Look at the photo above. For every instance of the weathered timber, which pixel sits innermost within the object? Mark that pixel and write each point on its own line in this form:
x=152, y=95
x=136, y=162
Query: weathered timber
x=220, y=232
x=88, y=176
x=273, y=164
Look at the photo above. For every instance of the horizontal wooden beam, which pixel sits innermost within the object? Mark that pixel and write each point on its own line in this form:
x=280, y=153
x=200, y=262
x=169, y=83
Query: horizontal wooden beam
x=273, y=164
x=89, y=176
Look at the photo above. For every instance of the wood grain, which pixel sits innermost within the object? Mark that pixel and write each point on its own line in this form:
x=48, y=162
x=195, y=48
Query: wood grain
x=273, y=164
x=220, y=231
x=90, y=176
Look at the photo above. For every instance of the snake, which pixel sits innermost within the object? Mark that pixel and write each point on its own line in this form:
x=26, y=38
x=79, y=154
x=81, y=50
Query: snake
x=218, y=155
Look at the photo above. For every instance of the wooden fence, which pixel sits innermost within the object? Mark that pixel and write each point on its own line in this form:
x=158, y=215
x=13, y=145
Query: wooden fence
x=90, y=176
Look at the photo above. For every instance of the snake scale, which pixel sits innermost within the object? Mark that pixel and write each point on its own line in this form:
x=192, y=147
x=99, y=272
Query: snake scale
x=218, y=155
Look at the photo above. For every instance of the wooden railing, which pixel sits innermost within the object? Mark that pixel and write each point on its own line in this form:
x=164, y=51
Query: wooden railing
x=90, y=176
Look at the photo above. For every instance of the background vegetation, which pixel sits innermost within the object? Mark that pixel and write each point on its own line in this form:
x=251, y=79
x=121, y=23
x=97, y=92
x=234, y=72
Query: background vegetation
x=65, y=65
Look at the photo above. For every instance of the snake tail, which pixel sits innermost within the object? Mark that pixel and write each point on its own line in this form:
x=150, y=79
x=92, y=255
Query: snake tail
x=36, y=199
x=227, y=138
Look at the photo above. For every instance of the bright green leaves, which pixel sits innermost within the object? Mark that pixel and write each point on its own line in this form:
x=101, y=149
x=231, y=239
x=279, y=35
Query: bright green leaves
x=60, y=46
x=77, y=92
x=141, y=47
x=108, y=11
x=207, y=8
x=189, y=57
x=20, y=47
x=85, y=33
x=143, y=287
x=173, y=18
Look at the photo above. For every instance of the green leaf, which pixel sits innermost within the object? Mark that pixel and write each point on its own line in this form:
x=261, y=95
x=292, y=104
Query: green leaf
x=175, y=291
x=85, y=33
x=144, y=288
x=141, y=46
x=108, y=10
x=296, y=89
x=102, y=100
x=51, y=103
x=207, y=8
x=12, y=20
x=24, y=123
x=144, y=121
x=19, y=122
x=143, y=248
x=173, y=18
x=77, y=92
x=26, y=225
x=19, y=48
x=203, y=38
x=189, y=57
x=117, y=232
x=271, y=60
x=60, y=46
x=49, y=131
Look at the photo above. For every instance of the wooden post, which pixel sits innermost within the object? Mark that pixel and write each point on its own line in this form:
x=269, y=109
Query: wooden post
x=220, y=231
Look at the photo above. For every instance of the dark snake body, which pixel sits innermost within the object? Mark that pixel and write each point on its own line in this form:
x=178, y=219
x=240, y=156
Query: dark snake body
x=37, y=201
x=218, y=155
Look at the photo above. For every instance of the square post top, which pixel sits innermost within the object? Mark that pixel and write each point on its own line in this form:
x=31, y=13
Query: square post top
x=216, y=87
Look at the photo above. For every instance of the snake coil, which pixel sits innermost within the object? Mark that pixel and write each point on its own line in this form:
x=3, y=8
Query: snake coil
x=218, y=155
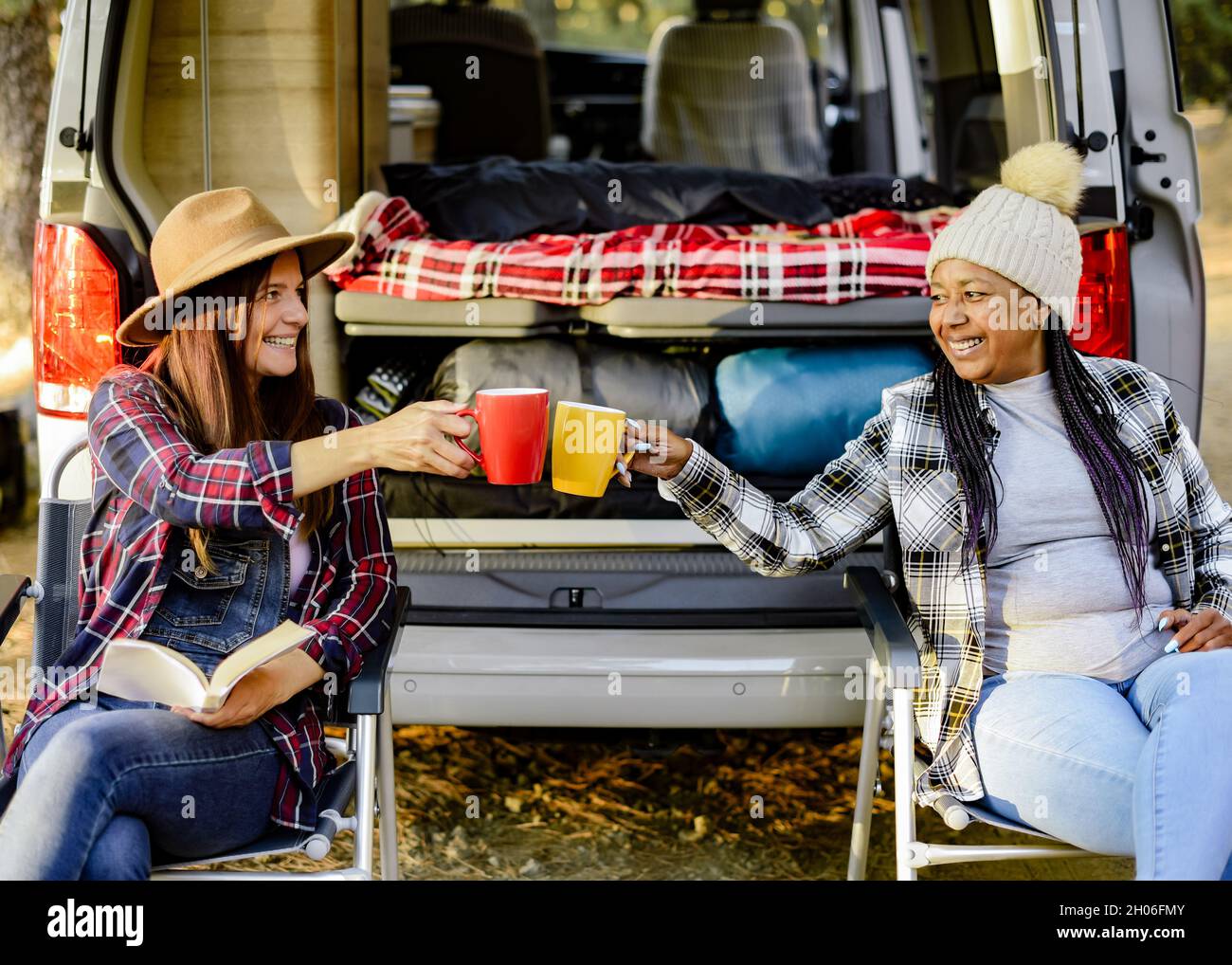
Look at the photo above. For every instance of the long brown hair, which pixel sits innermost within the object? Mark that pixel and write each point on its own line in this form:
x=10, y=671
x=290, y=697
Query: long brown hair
x=202, y=374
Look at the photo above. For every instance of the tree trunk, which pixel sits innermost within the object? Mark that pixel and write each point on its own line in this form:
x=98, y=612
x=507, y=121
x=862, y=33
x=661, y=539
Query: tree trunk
x=25, y=95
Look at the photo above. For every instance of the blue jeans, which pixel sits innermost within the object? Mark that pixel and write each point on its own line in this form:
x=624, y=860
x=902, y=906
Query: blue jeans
x=98, y=784
x=1140, y=768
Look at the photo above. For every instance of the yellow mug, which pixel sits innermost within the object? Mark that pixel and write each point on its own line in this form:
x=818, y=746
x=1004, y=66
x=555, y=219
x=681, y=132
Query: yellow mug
x=587, y=443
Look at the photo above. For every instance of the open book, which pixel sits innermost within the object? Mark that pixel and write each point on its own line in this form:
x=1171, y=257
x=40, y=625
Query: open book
x=140, y=669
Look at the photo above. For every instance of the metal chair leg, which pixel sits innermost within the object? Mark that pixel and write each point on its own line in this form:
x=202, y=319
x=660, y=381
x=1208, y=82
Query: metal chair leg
x=386, y=779
x=866, y=781
x=904, y=783
x=365, y=792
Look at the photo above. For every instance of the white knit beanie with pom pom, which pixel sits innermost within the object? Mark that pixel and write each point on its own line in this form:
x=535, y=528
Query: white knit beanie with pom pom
x=1023, y=228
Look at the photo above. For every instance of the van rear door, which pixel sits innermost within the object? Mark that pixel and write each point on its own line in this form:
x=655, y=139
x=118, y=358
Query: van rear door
x=1158, y=158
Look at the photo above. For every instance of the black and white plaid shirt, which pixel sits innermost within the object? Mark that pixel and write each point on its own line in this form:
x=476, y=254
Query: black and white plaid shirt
x=898, y=471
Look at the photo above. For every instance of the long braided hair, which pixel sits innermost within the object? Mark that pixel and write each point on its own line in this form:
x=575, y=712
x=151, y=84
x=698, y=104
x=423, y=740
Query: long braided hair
x=1092, y=430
+++
Task prompt ::
Switch every "innermost" in all of the items above to "most central" and give the items again with nothing else changed. Leave the pictures out of your answer.

The output ::
Look at the photo above. For every instance of the weathered timber, which pixel sits most central within the object? Mark that pixel and write each point on its own line in this form:
x=152, y=95
x=136, y=162
Query: weathered timber
x=220, y=232
x=88, y=176
x=273, y=164
Look at the photo above. For every instance of the horizontal wooden beam, which pixel sits most central within the object? Mark that pixel and write each point on its own line in this form:
x=280, y=153
x=200, y=262
x=169, y=83
Query: horizontal wooden beam
x=273, y=164
x=89, y=176
Look at the photo above. For every instance of the wood grain, which pixel sits most central within the object? Mark that pixel and write each point on its own line in this form:
x=48, y=162
x=195, y=48
Query: wood grain
x=273, y=164
x=220, y=231
x=90, y=176
Look at the photo above. For every instance of the snake, which pixel sits most central within the object? Mark that pixel and write each point on its own line in this form:
x=26, y=38
x=79, y=154
x=81, y=50
Query: snake
x=218, y=155
Look at the photo above. For every instance of the wooden fence, which pixel sits most central within the object? Mark that pixel and write each point on its own line in this form:
x=158, y=215
x=13, y=145
Query: wooden fence
x=90, y=176
Look at the photo above. For every instance of the snake scale, which pixel sits most central within the object? Mark that pixel and write each point on its own line in this form:
x=192, y=147
x=99, y=272
Query: snake scale
x=218, y=155
Look at the photo above. For every instance of the wooden railing, which pixel sits most central within the object? Mark that pixel and write each point on its own line in this form:
x=164, y=51
Query: wooden railing
x=90, y=176
Look at the photo above. For every instance of the background vegetation, which pixel sits most central within the object? Mark that pixel and write each point on its own line in this form:
x=251, y=79
x=121, y=23
x=97, y=92
x=234, y=72
Query: background vegetation
x=65, y=65
Look at the photo above. For every instance of the snake tail, which pixel sits most central within the object? Mark that pixel and write each point on its own line in this form:
x=150, y=79
x=92, y=255
Query: snake tail
x=36, y=199
x=227, y=138
Look at the photo above. For every instance of the bright green leaves, which pixel sits most central within the object? Mark that pixel and write each point on its own line in this form:
x=101, y=149
x=231, y=239
x=279, y=35
Query: bright green leaves
x=60, y=46
x=77, y=92
x=141, y=47
x=108, y=11
x=207, y=8
x=189, y=57
x=20, y=47
x=85, y=33
x=143, y=287
x=173, y=18
Look at the photo above. For every instance of the green leaf, which pixel sits most central within the object? Mark that pixel and write each point on its own line in this form:
x=261, y=95
x=292, y=104
Query: green leaf
x=175, y=291
x=85, y=33
x=144, y=288
x=141, y=46
x=108, y=10
x=296, y=89
x=102, y=100
x=51, y=103
x=207, y=8
x=12, y=20
x=24, y=123
x=144, y=121
x=19, y=122
x=143, y=248
x=173, y=18
x=77, y=92
x=26, y=225
x=19, y=48
x=203, y=38
x=189, y=57
x=117, y=232
x=271, y=60
x=60, y=46
x=49, y=131
Look at the photo above. For every instance of the wooden post, which pixel sits most central within the object? Mark that pixel and write each point on its own line in this form:
x=269, y=109
Query: wooden post
x=220, y=231
Look at the photo above. For every instance of the dark snake body, which pixel sits most central within the object? Mark that pixel and write each point on its own line in this form:
x=178, y=219
x=240, y=156
Query: dark snake body
x=37, y=201
x=218, y=155
Look at the photo above. For every instance of the square post top, which pixel sits most central within the object? Mark that pixel and write each point on its own line in this form:
x=31, y=13
Query: square post top
x=216, y=87
Look at the photo above. For every instance of the snake coil, which pixel sits most central within the object? Mark that pixel and write each point on its own line in this form:
x=3, y=8
Query: snake coil
x=218, y=155
Look at the photo above. For every instance of the long brown hair, which pixel sits most central within the object? Mark that pixel and write each point on its own line in this form:
x=10, y=671
x=290, y=697
Query: long brown hair
x=202, y=374
Look at the photo above. For every instance of the tree trunk, which pixel sits most central within the object? Mark that pixel and write each point on its own line in this form:
x=98, y=612
x=507, y=121
x=862, y=33
x=661, y=539
Query: tree trunk
x=25, y=95
Look at the photo above. For every instance of the blue jeans, which pixel sits most central within the object? Mark that pixel and write each point on its own line in this form:
x=624, y=860
x=902, y=906
Query: blue jeans
x=98, y=784
x=1140, y=768
Look at the photo above. For every instance of the yellow mug, which pixel sits most central within the object? Mark that pixel and write each point on its own line in this form:
x=818, y=746
x=1004, y=66
x=555, y=219
x=681, y=132
Query: yellow mug
x=587, y=443
Look at the photo above. For every instance of the open book, which pixel sits most central within the object? Mark that pixel and write each point on its own line in this form:
x=1171, y=257
x=40, y=625
Query: open book
x=140, y=669
Look at the photo above. For every instance of the metal chair leg, which pixel sits most central within the object? Mark that pixel and write each point on its own line in this form:
x=202, y=319
x=660, y=381
x=1208, y=82
Query: metal chair leg
x=386, y=779
x=866, y=781
x=904, y=783
x=365, y=792
Look at the photo above. For every instance of the white knit beanie with pom pom, which pixel sits most central within the object? Mark that pixel and write each point on its own line in this form:
x=535, y=528
Query: white knit beanie with pom pom
x=1023, y=228
Look at the photo above. For every instance of the van rear door, which pixel sits most central within the object? Mark that pixel and write each point on its own line in this form:
x=655, y=139
x=118, y=358
Query: van rear door
x=1158, y=158
Look at the photo above. For every instance of the black and white plaid shirt, which pixel sits most central within the object? Mark that pixel and write each point on its own line in this form:
x=476, y=254
Query: black and white plaid shirt
x=898, y=471
Look at the photo above. For every instance of the long braided hair, which pixel sits most central within the object? Mark that pixel and write each point on its own line in this form:
x=575, y=712
x=151, y=84
x=698, y=104
x=423, y=740
Query: long braided hair
x=1092, y=430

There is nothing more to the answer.